'''

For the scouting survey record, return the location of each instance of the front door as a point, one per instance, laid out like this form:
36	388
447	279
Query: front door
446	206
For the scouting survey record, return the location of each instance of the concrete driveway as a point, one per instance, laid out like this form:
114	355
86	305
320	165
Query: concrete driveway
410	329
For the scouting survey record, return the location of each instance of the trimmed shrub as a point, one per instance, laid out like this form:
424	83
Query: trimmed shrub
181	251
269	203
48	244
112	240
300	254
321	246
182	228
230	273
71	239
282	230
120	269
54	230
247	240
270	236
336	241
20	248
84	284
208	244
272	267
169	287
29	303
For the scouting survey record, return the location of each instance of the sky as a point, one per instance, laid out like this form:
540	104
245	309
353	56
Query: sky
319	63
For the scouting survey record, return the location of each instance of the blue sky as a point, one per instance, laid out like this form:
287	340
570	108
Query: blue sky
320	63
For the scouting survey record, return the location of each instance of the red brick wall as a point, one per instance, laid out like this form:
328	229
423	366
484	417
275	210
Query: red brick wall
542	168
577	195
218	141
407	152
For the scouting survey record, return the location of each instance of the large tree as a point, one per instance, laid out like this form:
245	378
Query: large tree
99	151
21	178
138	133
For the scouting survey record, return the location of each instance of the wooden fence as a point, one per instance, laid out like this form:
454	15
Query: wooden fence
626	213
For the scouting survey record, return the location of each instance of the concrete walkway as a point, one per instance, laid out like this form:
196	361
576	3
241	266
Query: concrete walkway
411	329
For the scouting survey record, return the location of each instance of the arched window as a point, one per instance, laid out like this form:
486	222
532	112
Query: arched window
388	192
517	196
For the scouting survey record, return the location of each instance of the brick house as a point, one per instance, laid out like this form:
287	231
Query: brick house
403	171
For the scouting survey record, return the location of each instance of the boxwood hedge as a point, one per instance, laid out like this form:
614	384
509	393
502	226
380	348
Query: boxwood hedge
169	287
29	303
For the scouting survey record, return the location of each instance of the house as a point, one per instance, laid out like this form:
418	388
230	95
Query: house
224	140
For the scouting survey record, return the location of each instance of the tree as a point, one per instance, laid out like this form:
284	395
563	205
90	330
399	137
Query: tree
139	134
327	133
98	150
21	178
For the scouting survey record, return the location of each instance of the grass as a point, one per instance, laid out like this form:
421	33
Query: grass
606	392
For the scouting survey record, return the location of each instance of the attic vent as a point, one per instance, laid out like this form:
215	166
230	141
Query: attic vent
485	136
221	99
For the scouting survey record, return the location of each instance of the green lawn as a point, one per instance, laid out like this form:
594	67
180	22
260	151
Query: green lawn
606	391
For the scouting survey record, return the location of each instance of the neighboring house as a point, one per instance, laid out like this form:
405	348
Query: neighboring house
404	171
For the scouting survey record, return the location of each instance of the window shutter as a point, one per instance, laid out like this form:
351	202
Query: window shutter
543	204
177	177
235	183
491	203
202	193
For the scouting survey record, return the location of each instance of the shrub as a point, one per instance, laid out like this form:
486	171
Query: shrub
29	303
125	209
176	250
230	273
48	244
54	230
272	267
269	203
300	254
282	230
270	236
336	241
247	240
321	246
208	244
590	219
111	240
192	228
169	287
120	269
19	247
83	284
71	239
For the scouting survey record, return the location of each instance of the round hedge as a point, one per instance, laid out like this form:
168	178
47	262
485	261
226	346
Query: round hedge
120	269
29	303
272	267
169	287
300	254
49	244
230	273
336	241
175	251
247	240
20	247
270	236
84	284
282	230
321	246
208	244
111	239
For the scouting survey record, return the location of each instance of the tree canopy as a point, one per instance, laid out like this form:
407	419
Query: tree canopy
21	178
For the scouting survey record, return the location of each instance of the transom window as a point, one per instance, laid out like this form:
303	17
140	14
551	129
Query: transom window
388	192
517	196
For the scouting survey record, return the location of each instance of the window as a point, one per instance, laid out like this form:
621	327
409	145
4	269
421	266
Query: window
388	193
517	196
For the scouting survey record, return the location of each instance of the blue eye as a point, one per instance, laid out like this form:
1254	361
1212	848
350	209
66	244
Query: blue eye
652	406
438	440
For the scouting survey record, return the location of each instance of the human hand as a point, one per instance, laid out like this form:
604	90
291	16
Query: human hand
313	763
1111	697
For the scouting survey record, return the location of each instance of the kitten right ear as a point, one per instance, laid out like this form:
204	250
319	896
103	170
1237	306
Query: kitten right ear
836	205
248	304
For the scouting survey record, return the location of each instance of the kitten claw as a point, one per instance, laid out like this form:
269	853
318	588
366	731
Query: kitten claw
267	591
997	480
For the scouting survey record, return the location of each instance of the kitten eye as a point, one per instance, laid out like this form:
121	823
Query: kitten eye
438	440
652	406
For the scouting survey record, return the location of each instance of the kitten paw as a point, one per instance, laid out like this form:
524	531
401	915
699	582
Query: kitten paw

'''

* _Short task_
Extract every entry above as it appears.

* _Written response_
For the scouting survey record, return the location of each instance of the front door as a point, one per instance, laid out like this form:
36	388
447	279
Query: front door
446	206
For the scouting survey record, return the location of each instance of the concrete driveway as a point, one per instance, laid out like this form:
114	355
86	305
320	165
Query: concrete driveway
410	329
For the scouting survey record, return the location of each instance of the trimmed shrub as a point, one per instance, laid out like this form:
424	83
Query: trimmed shrub
181	251
269	203
48	244
112	240
300	254
321	246
182	228
230	273
71	239
282	230
120	269
54	230
247	240
270	236
336	241
20	248
84	284
208	244
272	267
169	287
29	303
For the scouting survey record, return the location of each instance of the sky as a point, one per instance, laid out like this form:
540	104
245	309
353	56
Query: sky
319	63
For the scouting survey record, return the location of each instance of the blue sky as a point, one per instance, laid out like this form:
287	340
570	108
Query: blue sky
320	63
For the scouting survey record, return the location of each instance of the red brick wall as a point, one per instance, laid out like this form:
328	229
423	366
484	417
275	210
Query: red brick wall
542	168
577	195
218	141
407	152
For the scouting survey record, return the location of each instance of the large tree as a point, one per instance, laid out like this form:
245	378
Query: large tree
99	151
21	178
138	133
For the scouting survey record, return the location of each instance of the wooden fence as a point, one per instance, laid out like this form:
454	15
Query: wooden fence
626	213
For the scouting survey record, return the location of each instance of the concrete walkway as a point, one per instance, laid out like this form:
196	361
576	3
241	266
Query: concrete walkway
411	329
For the scouting survey record, return the location of each instance of the arched window as a point, one per instance, laid out like this form:
486	222
532	112
Query: arched window
388	192
517	196
For the scouting survey record, return the location of each instance of the brick house as a point, one per instance, laid out like this form:
287	231
Query: brick house
403	171
For the scouting survey record, return the location of each instance of the boxwood hedge as a point, one per instance, laid out like this form:
614	384
509	393
502	226
380	348
Query: boxwood hedge
169	287
29	303
For the scouting survey record, return the location of each instance of the house as a point, one per instance, laid out like this form:
418	388
230	95
Query: house
224	140
For the scouting survey record, return the location of each instance of the tree as a point, one per instance, laid out like this form:
284	395
563	205
90	330
399	137
Query: tree
139	134
327	133
98	150
21	178
For the scouting survey record, return the location of each instance of the grass as a point, one per instance, laid out like this form:
421	33
Query: grass
606	392
For the scouting survey record, return the location of each instance of the attic vent as a point, one per instance, laid out like this form:
215	166
230	141
Query: attic vent
485	136
221	99
For the scouting survey record, return the location of each instance of the green lawn as a point, one per instance, laid out like this form:
594	67
180	22
260	151
Query: green lawn
606	391
For the scouting survey record, return the location of each instance of the neighboring house as a point, one per instance, laid out like this form:
405	348
Query: neighboring house
404	171
For the scouting survey record, return the location of each instance of the window shutter as a point, one per instance, laid out like this form:
351	202
Query: window shutter
543	204
177	177
235	183
491	203
202	193
For the scouting survey record, return the location of each instance of the shrub as a point, one per instance, laid out like this form:
486	171
Query: shrub
29	303
125	209
176	250
230	273
48	244
54	230
272	267
269	203
300	254
282	230
270	236
336	241
247	240
321	246
208	244
590	219
111	240
192	228
169	287
120	269
19	247
83	284
71	239
For the scouting survey record, return the location of each instance of the round hedge as a point, one per instance, laid out like this form:
168	178
47	262
485	261
226	346
Query: round hedge
120	269
29	303
272	267
169	287
300	254
49	244
230	273
336	241
175	251
247	240
20	247
270	236
84	284
282	230
321	246
208	244
111	239
For the scouting survey record, return the location of each instance of the tree canopy as a point, one per instance, laid out like this form:
407	419
Query: tree canopy
21	178
For the scouting survey record, return the location of each instance of the transom window as a point, one per instance, laid out like this form:
303	17
140	14
551	129
Query: transom window
388	192
517	196
For the scouting survey record, return the location of each instance of the window as a point, one per instance, laid out like this form:
621	327
409	145
4	269
421	266
Query: window
388	193
517	196
For the scouting survey record, return the location of each instance of the blue eye as a point, one per instance, laid out like this form:
1254	361
1212	848
350	209
66	244
Query: blue eye
652	406
438	440
For the scouting survey record, return the location of each instance of the human hand as a point, one per instance, laid out like this form:
604	90
291	16
Query: human hand
313	763
1111	697
For the scouting survey record, return the location of each instance of the kitten right ear as a point, one per instance, laid out like this form:
204	250
319	896
103	170
1237	306
Query: kitten right ear
836	205
248	304
For the scouting survey record, return the location of each instance of the kitten claw as a point, one per instance, laid out like this form:
269	853
318	588
366	731
Query: kitten claw
267	591
997	480
For the scouting survey record, return the location of each instance of the kitten eye as a point, one per instance, laid out like this form:
121	823
Query: kitten eye
438	440
652	406
For the scouting survey record, return the location of each instance of the kitten paw as a point, one per instance, laid out like this form:
524	531
401	915
699	582
Query: kitten paw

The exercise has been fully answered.